WHAT IS BEING ASKED: Which lines in the entries below contain the string "bench"? Show each of them in full.

INFORMATION GIVEN:
##########
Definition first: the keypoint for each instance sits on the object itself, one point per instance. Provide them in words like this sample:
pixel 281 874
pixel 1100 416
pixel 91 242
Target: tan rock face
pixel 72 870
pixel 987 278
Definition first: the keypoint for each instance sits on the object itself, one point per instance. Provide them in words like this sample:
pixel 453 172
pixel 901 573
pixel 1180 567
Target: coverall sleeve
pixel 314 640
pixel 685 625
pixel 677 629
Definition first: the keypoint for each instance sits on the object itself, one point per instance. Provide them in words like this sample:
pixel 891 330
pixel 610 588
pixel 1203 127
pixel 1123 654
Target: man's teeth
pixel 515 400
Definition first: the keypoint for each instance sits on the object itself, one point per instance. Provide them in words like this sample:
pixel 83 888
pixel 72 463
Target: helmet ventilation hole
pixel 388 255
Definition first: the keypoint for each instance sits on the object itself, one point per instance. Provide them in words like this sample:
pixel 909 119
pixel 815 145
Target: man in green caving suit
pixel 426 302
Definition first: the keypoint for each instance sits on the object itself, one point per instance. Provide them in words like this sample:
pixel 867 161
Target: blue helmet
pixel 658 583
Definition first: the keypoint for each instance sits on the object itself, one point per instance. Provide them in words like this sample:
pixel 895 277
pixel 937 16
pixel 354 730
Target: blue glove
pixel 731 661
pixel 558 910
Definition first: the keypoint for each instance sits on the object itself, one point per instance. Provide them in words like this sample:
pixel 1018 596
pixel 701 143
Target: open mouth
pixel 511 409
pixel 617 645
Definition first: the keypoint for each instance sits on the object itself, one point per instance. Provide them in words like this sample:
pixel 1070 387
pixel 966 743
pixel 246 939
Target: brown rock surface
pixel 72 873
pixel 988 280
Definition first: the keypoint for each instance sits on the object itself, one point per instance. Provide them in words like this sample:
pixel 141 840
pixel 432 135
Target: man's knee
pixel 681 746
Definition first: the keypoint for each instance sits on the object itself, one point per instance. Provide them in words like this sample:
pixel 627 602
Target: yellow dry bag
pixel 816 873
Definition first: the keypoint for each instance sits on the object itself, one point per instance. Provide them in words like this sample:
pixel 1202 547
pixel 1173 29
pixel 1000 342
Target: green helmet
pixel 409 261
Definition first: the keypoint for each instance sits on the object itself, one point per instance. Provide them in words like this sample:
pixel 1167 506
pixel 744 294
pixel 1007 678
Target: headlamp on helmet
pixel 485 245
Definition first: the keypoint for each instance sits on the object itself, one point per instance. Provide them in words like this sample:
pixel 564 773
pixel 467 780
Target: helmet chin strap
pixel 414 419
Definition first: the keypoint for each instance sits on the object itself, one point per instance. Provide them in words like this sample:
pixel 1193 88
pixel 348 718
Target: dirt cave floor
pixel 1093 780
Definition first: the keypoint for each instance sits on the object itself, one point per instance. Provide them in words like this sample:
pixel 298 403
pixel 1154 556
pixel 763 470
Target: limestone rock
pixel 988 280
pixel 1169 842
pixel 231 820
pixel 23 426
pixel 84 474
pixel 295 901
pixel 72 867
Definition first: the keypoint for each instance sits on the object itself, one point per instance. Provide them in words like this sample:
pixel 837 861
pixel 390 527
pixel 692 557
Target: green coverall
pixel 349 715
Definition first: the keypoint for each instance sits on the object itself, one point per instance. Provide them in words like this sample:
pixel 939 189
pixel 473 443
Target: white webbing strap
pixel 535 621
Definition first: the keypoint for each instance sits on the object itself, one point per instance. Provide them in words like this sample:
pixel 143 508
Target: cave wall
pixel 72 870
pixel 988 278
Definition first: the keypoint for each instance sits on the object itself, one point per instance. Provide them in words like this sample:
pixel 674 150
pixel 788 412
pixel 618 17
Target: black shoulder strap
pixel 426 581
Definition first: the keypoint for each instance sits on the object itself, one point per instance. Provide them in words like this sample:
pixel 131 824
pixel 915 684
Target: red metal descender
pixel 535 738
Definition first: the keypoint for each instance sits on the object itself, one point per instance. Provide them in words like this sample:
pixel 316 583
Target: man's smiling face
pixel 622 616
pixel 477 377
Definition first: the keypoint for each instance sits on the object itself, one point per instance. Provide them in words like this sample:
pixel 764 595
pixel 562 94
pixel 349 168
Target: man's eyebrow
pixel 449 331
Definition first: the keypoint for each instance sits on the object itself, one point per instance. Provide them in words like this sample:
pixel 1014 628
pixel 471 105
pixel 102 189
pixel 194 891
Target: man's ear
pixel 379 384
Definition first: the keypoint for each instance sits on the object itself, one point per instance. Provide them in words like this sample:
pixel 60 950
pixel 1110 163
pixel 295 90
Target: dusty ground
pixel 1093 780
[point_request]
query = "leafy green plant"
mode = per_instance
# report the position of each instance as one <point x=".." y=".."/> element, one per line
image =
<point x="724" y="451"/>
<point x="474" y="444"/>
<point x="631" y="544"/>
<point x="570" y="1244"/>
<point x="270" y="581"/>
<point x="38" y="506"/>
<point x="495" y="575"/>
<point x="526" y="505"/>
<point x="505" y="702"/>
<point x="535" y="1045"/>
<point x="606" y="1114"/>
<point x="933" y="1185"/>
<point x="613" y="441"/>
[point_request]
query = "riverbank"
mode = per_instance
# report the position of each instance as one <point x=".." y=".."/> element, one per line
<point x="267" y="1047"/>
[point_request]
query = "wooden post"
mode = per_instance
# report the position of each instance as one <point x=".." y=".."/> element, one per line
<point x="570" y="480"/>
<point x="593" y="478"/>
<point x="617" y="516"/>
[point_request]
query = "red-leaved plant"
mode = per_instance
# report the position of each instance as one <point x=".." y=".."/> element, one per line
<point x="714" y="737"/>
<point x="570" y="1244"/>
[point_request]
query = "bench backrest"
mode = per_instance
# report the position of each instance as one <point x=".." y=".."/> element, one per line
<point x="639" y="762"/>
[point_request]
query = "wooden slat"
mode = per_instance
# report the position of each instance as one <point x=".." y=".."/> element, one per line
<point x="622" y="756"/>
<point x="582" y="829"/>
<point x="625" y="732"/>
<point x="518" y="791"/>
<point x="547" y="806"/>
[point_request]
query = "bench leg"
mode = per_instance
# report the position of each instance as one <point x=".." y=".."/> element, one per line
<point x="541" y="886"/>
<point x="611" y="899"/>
##########
WRITTEN REPLY:
query = "bench backrest"
query = "bench leg"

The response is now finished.